[Source data]
◇ ◇ ◇

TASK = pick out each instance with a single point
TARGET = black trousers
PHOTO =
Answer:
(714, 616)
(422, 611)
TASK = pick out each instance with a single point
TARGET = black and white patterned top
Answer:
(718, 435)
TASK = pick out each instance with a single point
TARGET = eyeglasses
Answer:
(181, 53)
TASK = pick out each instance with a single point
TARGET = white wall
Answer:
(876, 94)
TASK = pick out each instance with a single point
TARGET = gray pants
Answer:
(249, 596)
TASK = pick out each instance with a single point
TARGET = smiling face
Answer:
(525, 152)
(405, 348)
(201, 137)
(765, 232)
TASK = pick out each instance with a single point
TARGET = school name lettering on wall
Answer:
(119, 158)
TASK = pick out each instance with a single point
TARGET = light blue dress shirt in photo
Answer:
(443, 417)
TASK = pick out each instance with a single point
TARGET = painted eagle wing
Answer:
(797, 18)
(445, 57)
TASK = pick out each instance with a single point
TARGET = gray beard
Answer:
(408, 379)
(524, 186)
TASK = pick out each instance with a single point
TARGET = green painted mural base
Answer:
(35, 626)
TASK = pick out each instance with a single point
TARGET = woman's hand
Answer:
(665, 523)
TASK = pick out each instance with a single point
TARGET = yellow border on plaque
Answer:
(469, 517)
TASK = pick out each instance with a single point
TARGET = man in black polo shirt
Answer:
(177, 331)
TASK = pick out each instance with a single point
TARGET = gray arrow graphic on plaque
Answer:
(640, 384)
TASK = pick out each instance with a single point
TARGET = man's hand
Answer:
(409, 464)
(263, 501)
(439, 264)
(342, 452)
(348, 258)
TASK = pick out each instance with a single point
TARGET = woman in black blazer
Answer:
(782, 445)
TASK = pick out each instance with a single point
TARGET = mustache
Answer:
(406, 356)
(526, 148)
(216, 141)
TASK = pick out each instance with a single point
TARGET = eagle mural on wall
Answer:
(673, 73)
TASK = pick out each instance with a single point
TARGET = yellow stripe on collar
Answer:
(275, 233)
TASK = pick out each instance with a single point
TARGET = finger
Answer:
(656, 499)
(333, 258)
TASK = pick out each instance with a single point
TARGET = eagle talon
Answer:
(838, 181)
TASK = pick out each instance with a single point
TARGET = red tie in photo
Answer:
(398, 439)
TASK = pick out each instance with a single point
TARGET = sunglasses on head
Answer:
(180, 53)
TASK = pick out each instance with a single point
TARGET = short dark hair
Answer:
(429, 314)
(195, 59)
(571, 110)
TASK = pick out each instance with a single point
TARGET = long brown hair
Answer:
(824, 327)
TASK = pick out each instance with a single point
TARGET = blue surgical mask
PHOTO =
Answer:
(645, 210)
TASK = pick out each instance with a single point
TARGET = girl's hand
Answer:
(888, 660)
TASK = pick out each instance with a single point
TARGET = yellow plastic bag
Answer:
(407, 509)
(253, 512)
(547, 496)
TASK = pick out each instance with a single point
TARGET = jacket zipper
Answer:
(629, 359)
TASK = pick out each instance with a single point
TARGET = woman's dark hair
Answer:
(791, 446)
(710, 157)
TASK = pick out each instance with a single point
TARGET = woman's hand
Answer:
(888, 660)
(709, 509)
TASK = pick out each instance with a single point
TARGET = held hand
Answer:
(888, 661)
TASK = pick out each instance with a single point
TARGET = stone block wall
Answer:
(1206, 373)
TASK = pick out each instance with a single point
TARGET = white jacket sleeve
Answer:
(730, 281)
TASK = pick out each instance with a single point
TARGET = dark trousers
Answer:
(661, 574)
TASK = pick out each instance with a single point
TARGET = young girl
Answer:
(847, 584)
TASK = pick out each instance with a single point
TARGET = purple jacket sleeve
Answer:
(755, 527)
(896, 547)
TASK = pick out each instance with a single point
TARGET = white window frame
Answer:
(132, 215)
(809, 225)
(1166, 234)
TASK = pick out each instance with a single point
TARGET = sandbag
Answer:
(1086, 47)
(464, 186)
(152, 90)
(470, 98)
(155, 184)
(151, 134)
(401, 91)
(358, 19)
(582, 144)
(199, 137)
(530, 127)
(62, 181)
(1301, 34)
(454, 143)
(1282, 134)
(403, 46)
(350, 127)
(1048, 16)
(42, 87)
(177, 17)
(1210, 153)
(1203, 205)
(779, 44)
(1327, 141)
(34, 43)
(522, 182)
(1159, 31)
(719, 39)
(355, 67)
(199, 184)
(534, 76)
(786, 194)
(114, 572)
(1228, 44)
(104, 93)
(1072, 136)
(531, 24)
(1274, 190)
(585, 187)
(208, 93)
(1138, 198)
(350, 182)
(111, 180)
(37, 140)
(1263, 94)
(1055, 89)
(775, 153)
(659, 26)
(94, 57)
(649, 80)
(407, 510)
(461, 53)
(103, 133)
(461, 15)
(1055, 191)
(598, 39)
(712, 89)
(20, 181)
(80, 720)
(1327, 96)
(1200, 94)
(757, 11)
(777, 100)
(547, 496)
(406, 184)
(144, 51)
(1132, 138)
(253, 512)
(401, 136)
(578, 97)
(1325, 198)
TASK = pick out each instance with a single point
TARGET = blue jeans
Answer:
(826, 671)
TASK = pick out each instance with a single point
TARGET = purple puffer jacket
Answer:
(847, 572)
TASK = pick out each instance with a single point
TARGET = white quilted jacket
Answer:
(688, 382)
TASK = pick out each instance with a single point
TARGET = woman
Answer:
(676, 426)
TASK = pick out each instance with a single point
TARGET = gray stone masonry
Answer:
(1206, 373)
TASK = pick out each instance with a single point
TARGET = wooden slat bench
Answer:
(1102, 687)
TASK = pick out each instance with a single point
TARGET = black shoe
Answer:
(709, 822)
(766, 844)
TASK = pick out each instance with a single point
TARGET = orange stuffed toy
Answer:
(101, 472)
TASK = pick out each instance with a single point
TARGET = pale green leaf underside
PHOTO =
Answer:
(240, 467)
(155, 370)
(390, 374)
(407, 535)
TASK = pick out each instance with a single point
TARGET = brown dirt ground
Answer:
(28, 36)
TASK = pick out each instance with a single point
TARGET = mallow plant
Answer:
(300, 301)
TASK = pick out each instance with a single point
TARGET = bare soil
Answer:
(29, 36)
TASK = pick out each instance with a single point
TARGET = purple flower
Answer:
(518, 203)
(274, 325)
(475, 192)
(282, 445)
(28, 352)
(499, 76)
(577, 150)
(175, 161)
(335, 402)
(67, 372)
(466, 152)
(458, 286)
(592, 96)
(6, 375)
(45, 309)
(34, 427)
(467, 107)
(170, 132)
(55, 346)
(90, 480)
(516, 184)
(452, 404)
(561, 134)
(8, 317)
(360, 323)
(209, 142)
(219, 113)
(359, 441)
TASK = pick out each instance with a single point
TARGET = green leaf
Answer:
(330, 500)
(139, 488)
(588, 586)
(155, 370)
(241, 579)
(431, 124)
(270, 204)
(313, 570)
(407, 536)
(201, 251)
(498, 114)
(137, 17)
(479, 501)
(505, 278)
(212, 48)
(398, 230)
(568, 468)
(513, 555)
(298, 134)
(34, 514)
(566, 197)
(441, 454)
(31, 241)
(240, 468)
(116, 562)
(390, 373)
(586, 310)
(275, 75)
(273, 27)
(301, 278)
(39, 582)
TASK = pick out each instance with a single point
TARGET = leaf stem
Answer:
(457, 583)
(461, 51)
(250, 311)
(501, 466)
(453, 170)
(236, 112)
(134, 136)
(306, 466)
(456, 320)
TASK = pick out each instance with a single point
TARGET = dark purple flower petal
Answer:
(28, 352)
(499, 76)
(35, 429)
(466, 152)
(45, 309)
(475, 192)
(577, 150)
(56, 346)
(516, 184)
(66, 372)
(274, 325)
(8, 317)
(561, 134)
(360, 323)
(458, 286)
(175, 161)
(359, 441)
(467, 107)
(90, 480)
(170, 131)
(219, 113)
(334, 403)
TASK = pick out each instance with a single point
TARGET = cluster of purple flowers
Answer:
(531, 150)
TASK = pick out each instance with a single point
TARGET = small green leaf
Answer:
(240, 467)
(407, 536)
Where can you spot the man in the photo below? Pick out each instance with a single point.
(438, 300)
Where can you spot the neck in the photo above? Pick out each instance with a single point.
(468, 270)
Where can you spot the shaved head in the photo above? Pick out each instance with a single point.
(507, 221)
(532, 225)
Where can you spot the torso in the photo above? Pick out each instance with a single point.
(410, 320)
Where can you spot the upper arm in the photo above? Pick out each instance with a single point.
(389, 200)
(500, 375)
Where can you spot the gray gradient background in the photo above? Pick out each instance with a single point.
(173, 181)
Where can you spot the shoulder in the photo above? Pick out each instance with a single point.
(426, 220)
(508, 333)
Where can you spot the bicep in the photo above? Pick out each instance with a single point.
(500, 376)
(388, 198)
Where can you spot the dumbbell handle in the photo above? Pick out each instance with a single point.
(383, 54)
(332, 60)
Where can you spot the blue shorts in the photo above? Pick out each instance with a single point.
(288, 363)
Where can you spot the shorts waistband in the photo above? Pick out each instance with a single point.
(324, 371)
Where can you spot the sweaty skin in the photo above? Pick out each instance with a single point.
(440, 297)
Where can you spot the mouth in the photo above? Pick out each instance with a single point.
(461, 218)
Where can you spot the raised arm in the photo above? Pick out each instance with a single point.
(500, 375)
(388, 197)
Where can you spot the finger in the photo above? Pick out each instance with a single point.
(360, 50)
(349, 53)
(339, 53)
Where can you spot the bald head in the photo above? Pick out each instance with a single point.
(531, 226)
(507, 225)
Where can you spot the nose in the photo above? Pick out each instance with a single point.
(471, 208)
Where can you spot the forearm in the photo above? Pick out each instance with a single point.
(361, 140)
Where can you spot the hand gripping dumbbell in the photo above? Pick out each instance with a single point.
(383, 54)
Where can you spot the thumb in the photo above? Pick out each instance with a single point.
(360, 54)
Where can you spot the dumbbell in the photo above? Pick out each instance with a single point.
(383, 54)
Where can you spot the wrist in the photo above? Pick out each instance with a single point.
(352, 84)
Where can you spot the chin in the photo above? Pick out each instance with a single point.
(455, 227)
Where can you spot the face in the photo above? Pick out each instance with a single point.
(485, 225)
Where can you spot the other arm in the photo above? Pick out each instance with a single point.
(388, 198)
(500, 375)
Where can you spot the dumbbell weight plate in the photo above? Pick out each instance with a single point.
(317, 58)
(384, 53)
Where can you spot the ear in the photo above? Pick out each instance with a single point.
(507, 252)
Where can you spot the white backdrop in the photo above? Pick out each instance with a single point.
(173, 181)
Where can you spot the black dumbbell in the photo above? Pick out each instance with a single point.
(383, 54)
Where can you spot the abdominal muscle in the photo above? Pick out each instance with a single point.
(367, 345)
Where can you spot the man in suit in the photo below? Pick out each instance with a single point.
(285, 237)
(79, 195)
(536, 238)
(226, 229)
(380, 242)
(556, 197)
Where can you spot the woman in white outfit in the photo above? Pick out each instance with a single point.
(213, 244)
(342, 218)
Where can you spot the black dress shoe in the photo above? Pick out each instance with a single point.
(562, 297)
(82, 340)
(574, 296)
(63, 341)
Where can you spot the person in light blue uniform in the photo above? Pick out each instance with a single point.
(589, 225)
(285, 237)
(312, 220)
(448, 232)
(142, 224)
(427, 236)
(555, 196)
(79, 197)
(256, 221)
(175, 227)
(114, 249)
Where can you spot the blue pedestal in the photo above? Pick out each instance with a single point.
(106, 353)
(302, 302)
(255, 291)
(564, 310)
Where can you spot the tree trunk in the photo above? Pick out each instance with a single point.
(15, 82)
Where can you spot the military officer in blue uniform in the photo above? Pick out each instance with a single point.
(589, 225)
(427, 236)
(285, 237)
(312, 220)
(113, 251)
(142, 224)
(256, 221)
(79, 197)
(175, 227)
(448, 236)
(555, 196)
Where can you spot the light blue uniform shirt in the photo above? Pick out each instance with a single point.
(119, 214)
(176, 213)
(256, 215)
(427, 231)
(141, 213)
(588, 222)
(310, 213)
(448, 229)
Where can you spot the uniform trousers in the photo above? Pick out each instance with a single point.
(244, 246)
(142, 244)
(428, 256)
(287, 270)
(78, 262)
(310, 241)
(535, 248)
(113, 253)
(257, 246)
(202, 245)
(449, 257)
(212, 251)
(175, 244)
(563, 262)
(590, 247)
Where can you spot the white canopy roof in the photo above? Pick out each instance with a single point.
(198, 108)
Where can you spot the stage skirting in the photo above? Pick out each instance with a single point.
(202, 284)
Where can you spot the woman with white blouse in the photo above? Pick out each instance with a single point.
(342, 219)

◇ ◇ ◇

Return exactly the lines from the line bearing "Where can you spot the military" to the end of the records, inclusive of both; include no other lines.

Where can you spot the military officer in blue uniform in the photo above? Pick out each instance with a single point.
(589, 225)
(427, 236)
(285, 237)
(312, 220)
(113, 251)
(142, 224)
(256, 221)
(79, 197)
(175, 227)
(448, 236)
(555, 196)
Where can you spot the light blue uniform shirt in the photo above? Pick out each instance with a single point.
(119, 214)
(176, 213)
(256, 215)
(427, 231)
(141, 213)
(588, 222)
(310, 213)
(448, 229)
Where can you spot the uniform trousers in the photo above? Pick out each instance with a single point.
(244, 246)
(142, 244)
(428, 256)
(287, 270)
(78, 262)
(310, 241)
(535, 248)
(113, 253)
(257, 246)
(202, 245)
(449, 257)
(212, 251)
(175, 244)
(563, 262)
(590, 247)
Where can you spot the white canopy roof in the photo above? Pick out each instance with a single point.
(198, 108)
Where can you spot the stage skirting in the photo above? Pick out each instance with a single point.
(202, 284)
Where can you spot the woman with white blouse in the photo above? Pick out each instance with a single point.
(342, 219)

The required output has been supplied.